## Task goal
Copy out the records below word for word, from the line containing "For the benchmark, mark each instance of the rear" through the last line of the records, including both.
************
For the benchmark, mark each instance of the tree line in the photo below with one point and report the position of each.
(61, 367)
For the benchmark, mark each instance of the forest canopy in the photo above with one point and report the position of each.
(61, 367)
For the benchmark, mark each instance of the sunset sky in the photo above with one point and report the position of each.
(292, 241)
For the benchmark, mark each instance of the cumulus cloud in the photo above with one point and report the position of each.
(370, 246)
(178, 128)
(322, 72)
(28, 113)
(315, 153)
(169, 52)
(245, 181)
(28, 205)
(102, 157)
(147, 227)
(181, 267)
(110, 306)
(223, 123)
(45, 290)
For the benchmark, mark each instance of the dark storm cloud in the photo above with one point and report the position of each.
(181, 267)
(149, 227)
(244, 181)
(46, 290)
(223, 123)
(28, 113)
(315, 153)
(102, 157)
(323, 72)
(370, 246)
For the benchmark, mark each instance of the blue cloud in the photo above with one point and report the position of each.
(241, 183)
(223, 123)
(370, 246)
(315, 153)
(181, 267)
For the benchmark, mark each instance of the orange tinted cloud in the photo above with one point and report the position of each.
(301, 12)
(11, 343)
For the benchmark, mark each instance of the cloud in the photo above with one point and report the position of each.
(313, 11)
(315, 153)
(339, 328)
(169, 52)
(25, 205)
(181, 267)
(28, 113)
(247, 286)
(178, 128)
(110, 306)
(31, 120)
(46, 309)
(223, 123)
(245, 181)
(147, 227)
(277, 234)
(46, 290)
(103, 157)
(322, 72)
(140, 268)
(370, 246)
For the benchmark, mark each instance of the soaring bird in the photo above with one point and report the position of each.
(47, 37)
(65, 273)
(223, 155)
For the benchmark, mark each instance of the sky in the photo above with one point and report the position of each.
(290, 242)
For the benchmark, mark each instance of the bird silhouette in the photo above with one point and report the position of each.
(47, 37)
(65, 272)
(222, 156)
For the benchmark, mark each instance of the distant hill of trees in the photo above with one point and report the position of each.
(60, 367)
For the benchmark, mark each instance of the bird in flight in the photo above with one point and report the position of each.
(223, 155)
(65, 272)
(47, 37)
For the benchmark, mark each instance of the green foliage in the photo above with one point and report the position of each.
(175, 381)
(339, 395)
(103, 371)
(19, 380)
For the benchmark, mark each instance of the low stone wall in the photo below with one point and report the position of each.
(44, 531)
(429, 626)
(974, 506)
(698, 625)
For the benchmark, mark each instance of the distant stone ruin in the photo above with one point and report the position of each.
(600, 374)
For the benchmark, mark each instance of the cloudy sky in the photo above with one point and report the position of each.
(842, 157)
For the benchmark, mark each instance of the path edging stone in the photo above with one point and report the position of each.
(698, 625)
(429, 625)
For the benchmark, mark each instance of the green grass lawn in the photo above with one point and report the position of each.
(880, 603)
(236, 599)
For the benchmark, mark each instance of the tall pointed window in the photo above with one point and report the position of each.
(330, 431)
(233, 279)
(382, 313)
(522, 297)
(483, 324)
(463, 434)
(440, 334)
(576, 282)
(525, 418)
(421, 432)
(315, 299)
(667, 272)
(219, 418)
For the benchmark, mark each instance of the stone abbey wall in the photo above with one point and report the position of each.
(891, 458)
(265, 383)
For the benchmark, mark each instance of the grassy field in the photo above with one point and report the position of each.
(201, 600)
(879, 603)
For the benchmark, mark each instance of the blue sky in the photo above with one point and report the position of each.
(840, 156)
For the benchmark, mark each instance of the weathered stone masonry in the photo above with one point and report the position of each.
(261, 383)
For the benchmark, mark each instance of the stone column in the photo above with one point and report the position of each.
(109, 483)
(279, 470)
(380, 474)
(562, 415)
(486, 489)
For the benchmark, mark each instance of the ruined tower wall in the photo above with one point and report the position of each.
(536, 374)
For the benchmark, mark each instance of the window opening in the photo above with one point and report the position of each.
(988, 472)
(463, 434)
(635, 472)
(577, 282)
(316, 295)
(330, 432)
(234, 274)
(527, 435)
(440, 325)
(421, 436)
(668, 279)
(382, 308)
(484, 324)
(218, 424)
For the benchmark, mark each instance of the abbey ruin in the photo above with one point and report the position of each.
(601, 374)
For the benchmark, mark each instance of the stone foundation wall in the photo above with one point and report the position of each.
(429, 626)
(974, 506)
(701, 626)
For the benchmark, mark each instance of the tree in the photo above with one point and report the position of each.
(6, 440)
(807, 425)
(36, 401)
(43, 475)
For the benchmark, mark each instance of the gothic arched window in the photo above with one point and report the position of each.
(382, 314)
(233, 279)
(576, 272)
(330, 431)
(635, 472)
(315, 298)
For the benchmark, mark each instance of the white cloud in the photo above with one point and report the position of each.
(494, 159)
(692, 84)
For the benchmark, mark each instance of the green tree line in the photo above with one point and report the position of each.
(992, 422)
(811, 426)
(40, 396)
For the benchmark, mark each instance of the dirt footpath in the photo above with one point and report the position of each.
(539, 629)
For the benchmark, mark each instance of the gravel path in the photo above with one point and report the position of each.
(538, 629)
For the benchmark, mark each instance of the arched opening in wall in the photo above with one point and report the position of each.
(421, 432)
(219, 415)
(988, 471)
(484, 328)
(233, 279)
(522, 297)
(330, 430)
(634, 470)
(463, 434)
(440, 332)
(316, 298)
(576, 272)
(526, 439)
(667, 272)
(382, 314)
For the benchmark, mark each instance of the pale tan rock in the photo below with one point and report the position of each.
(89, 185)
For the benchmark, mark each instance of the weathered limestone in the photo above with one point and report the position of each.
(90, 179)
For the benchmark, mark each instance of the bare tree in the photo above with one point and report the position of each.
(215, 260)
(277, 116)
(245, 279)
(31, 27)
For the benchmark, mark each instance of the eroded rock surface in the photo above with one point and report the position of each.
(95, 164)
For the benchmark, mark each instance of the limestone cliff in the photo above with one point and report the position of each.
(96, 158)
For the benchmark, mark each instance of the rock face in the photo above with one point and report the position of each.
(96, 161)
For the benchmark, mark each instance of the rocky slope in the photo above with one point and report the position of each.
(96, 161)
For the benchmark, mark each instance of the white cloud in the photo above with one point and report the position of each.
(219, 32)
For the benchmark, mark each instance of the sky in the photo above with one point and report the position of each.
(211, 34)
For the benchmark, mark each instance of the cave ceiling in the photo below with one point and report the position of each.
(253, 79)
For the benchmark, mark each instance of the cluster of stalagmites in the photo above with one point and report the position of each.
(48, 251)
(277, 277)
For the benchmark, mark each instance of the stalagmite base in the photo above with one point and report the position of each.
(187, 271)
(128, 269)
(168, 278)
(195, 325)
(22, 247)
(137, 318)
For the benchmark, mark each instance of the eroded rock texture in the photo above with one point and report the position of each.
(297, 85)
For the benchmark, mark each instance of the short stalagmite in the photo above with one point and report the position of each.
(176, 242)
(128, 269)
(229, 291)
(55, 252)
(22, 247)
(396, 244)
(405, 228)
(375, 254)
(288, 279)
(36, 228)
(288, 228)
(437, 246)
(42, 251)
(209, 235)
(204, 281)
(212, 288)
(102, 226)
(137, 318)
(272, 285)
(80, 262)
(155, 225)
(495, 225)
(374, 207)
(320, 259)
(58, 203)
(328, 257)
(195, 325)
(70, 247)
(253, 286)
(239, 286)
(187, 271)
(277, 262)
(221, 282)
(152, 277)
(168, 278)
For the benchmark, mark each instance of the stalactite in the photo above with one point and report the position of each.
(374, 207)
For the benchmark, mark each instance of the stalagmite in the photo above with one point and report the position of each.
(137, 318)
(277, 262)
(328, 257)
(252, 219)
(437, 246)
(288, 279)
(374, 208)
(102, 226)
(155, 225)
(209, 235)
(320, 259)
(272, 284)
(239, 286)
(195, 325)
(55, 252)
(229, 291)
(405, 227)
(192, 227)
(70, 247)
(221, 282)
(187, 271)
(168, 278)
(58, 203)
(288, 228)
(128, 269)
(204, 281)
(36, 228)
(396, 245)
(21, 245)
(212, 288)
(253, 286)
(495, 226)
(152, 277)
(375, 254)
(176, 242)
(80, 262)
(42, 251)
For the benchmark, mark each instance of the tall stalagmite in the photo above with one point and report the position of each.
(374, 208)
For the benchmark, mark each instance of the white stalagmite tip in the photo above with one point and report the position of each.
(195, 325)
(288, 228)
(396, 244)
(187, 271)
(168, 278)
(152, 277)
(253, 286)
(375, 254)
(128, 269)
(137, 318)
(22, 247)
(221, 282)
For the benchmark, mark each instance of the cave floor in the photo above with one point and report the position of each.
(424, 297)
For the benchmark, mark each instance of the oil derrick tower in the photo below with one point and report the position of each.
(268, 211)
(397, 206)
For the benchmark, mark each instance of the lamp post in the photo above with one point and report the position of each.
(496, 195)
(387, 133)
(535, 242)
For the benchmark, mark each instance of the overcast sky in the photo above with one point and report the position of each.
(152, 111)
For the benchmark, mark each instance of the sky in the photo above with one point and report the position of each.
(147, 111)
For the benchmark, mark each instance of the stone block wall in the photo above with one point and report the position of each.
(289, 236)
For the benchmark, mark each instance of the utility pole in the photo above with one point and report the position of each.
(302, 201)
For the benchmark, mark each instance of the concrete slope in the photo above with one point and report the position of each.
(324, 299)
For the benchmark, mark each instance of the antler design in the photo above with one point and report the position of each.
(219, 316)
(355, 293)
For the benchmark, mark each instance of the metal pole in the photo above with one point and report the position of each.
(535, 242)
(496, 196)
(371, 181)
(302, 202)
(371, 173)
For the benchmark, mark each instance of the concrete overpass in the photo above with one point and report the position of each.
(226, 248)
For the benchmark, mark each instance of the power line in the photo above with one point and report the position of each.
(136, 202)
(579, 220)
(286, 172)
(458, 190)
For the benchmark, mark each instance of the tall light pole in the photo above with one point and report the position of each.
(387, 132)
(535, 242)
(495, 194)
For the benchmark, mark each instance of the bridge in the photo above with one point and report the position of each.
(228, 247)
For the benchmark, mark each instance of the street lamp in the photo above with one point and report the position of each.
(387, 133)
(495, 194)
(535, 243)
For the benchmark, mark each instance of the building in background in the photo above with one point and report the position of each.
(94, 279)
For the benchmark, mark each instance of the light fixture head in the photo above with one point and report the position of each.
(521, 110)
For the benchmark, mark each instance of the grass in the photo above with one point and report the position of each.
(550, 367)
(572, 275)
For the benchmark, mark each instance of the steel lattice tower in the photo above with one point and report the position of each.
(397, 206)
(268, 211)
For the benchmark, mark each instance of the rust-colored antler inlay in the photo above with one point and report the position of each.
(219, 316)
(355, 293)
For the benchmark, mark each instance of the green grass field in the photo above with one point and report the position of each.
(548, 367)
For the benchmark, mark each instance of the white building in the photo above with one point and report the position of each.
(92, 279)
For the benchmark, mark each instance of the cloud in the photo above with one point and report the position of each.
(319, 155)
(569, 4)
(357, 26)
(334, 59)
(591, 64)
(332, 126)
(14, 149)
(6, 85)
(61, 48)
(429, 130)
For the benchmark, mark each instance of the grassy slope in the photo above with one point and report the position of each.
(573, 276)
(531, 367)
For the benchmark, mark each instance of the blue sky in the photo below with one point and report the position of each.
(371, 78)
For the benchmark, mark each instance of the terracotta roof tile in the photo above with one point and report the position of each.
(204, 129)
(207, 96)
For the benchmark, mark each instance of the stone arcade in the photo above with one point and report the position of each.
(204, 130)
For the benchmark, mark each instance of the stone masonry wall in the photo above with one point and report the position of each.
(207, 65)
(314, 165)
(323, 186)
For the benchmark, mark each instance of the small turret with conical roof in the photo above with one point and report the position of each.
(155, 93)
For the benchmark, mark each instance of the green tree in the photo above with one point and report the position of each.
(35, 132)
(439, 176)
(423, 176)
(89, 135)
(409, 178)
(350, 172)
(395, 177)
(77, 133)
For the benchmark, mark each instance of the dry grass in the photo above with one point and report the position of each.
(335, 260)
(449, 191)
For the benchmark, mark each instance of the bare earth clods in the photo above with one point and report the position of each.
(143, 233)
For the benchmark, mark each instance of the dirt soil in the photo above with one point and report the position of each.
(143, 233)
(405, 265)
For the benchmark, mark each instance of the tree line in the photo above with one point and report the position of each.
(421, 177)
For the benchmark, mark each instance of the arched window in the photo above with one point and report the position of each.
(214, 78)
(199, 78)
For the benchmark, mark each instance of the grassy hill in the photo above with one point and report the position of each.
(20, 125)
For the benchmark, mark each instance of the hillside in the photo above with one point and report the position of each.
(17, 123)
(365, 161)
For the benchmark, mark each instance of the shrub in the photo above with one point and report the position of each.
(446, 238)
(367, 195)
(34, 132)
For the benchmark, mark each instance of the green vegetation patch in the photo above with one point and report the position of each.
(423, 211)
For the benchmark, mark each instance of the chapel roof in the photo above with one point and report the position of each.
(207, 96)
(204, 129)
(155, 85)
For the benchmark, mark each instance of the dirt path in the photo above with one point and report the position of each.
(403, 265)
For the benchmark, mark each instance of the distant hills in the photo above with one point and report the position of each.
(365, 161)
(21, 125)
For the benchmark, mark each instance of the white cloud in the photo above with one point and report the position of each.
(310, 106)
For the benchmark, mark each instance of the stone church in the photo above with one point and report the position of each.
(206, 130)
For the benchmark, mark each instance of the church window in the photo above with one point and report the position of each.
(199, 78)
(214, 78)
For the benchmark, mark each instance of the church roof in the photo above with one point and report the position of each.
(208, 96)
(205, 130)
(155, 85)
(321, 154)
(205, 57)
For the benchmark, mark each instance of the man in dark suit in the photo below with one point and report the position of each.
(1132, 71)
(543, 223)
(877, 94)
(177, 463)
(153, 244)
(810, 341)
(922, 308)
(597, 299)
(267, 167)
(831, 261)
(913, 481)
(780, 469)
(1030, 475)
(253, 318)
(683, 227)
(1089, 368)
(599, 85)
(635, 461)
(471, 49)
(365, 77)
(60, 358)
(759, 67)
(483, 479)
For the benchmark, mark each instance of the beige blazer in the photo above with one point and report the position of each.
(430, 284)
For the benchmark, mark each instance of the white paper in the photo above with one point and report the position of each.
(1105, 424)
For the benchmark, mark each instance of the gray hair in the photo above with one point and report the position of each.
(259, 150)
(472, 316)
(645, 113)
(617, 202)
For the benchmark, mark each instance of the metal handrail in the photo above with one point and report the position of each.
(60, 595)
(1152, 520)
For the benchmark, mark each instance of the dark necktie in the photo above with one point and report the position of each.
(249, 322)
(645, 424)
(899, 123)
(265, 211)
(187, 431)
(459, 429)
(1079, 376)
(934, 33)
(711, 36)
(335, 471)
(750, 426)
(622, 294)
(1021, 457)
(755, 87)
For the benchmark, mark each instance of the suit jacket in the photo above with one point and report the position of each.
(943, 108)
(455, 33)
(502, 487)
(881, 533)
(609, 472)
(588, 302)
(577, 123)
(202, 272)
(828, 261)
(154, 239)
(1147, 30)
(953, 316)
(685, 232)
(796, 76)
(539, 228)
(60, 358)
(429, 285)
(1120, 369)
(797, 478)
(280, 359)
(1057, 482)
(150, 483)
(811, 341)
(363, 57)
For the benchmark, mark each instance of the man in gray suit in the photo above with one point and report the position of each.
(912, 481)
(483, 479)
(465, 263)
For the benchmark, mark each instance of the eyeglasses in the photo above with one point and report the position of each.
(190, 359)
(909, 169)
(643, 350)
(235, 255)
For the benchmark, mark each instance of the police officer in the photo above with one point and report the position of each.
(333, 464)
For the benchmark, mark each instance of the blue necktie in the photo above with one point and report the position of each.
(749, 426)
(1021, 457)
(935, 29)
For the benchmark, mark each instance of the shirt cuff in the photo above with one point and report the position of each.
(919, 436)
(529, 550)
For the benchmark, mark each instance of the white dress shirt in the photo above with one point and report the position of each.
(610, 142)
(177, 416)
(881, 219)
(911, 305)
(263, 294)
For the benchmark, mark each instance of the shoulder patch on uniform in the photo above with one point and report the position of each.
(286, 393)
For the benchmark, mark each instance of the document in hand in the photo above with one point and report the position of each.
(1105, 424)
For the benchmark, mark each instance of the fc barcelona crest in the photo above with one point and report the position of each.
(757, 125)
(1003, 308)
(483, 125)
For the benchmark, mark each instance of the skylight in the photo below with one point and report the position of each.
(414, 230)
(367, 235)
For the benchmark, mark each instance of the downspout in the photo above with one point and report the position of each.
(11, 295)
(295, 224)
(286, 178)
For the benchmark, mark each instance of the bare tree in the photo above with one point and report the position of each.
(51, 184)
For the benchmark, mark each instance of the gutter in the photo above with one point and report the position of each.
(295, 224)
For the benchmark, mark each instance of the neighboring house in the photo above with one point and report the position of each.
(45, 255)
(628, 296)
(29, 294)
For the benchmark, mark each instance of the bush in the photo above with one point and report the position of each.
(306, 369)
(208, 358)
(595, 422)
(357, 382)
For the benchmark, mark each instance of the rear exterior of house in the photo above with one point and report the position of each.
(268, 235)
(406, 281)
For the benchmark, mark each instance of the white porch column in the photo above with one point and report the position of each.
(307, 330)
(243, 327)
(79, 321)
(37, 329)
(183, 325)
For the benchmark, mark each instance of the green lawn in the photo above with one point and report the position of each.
************
## Result of this exercise
For the benchmark, mark each instance of the rear exterior of house in the photo above with one point and report the position of each.
(268, 235)
(406, 281)
For the benchmark, mark each instance of the white porch column in the photo above with one point and report the position of each.
(307, 330)
(243, 327)
(79, 321)
(37, 329)
(183, 325)
For the benchmark, mark each instance of the green lawn in the photo above with one point and report the position of each.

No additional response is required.